Dataset rows on where objects appear:

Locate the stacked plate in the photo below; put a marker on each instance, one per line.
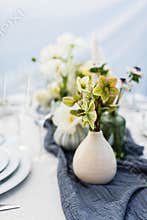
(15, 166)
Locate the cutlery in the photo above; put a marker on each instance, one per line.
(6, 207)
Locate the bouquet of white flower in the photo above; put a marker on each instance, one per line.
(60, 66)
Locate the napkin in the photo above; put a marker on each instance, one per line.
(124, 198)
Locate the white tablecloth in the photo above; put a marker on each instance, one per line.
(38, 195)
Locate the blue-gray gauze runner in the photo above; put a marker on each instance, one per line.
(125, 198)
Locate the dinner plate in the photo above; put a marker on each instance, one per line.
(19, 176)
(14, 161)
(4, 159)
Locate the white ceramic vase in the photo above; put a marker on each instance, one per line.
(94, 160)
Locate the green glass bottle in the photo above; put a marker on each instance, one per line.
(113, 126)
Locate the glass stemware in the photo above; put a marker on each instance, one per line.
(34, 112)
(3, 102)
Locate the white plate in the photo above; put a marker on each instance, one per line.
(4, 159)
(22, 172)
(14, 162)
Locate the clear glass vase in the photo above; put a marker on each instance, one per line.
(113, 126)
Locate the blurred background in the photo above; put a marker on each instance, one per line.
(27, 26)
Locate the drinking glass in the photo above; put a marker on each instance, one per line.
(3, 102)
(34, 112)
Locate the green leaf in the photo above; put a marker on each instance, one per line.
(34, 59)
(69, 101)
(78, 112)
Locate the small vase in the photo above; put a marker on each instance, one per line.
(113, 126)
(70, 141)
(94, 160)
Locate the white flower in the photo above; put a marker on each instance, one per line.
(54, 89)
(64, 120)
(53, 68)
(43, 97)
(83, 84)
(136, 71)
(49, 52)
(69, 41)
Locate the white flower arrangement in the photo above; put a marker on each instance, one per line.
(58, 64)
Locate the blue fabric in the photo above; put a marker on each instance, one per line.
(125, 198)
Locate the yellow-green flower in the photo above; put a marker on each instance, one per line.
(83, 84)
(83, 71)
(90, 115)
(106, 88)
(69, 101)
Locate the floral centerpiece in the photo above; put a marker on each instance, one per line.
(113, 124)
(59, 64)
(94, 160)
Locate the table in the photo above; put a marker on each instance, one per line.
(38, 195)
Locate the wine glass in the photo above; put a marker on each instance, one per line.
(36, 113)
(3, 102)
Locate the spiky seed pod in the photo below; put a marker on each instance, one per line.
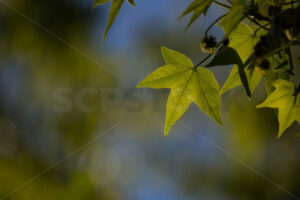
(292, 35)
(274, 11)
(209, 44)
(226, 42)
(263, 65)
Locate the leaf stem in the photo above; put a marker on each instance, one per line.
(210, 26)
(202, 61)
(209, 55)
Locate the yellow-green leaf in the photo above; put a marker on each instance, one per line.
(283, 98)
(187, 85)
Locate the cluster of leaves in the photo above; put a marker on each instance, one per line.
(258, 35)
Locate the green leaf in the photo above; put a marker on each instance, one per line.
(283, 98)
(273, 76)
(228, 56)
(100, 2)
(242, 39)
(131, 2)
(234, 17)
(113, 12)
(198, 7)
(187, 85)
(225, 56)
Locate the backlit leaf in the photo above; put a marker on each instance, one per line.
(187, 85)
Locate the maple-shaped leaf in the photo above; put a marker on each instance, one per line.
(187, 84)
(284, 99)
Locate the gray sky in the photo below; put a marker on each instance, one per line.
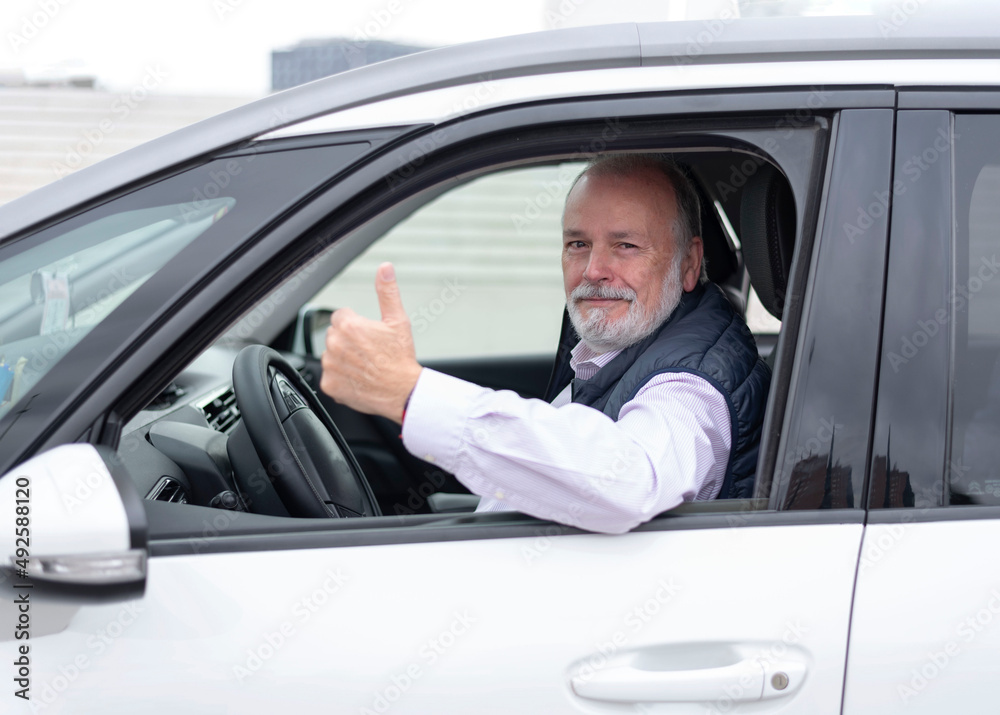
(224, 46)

Instruction: From start to finish, output the listing exactly, but omit its pictures.

Result for this exercise:
Locate the stacked plate in the photo below; put a marker on each instance, one per line.
(15, 166)
Locate the cutlery in the photo above; put a marker on each instance, one per line.
(6, 207)
Locate the bouquet of white flower in the photo above; put a marker on each instance, one per line.
(60, 66)
Locate the napkin in the photo above; put a marker on each instance, one per line.
(124, 198)
Locate the white tablecloth in the photo above; put a marker on each instance, one per line.
(38, 195)
Locate the blue-gray gauze runner in the photo above; put a marker on each instance, one per line.
(125, 198)
Locate the dinner plate in the photo above; put a marker on each instance, one per line.
(19, 176)
(14, 161)
(4, 159)
Locate the white ceramic vase in the photo above; put a marker on each instance, one per line.
(94, 160)
Locate the green glass bottle in the photo above; put a marker on each instance, one per line.
(113, 126)
Locate the glass stemware in the photo above; put a marker on each instance, one per line.
(34, 112)
(3, 102)
Locate the white plate in the photo above; put a marker on each instance, one per line.
(4, 159)
(22, 172)
(14, 162)
Locate the clear glass vase in the photo above; put a marker on each instance, one per line.
(113, 126)
Locate the blurred background in the photo above; put a marker on each instance, one per line.
(27, 26)
Locate the drinking glass in the photo above; put a marker on each instance, one per line.
(3, 102)
(34, 112)
Locate the green leaf in the photo above; put a marker on each instance, one per line.
(34, 59)
(69, 101)
(78, 112)
Locate the small vase in the photo above; put a marker on each instance, one per line.
(113, 126)
(70, 141)
(94, 160)
Locate the white flower in the photo above; put a marker on each instance, one per line.
(54, 89)
(64, 120)
(53, 68)
(43, 97)
(83, 84)
(136, 71)
(49, 52)
(69, 41)
Locate the white flower arrangement in the photo above; put a marker on each instance, one per line.
(58, 64)
Locate the blue fabric in the photo above; put a marker on each instance, one per line.
(125, 198)
Locate the yellow-green flower in the photo above; put a marker on each instance, one per line.
(83, 84)
(83, 71)
(90, 115)
(106, 88)
(69, 101)
Locate the floral centerpiece in the photo above; put a marker on each instance, one per line.
(113, 124)
(59, 64)
(94, 160)
Locate the table in the photo above; put a marker on each instance, one per line.
(38, 195)
Locate the wine glass in the photo above; put a marker on each instance, one per line.
(36, 113)
(3, 102)
Locate the spiky seed pod in the photo below; put a marker on each instance, one per line.
(292, 35)
(274, 11)
(209, 44)
(226, 42)
(263, 65)
Locate the leaf stem in the photo above; put a marker on each instance, one per line.
(210, 26)
(202, 61)
(209, 55)
Locate the yellow-green leaf in the photo above; put a marker on each instance, one per line.
(283, 98)
(187, 85)
Locate the cluster of leaves in the photo above; put a marker on each instance, one per line.
(258, 35)
Locate the green leaf in the photo above; put a marker on each instance, one per line.
(283, 98)
(273, 76)
(228, 56)
(100, 2)
(242, 39)
(131, 2)
(234, 17)
(113, 12)
(198, 7)
(187, 85)
(225, 56)
Locate the backlit leaf in the photo above; put a marker on each instance, one per line.
(187, 85)
Locate the maple-shaped leaf in the photo above; put a marker on each instance, one per line.
(187, 84)
(284, 99)
Locate the gray sky in the photo below; put a marker on each instance, one per line.
(224, 46)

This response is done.